Object position labeling rows
——————

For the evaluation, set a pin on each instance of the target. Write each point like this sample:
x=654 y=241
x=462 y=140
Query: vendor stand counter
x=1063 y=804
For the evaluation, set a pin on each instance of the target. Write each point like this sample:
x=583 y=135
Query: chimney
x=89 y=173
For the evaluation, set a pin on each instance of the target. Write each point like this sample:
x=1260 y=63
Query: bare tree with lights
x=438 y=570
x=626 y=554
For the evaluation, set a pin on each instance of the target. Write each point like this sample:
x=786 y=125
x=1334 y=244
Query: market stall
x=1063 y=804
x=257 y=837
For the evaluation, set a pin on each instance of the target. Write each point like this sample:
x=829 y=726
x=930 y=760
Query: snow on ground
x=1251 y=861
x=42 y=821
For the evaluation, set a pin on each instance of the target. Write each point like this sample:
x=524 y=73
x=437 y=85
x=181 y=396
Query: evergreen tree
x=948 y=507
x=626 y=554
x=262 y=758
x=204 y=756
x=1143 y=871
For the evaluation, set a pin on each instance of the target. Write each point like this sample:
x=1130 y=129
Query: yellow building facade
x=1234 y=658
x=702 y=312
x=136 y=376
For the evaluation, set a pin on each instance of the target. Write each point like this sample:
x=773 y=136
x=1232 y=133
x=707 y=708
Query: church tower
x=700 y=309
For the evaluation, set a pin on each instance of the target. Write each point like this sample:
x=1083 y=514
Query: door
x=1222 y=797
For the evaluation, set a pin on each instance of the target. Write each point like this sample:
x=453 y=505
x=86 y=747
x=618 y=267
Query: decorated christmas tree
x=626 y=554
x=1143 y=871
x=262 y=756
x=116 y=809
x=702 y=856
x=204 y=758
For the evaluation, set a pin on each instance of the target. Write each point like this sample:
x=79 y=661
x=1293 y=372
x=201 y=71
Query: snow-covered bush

——————

*Task requirements*:
From the rows above, keep only the lines that contain the string "Query", matching case exactly, and copy each of those lines.

*Solution to the exercise*:
Query: vendor stand counter
Query: chimney
Query: bare tree with lights
Query: market stall
Query: snow on ground
Query: evergreen tree
Query: yellow building facade
Query: church tower
Query: door
Query: decorated christmas tree
Query: snow-covered bush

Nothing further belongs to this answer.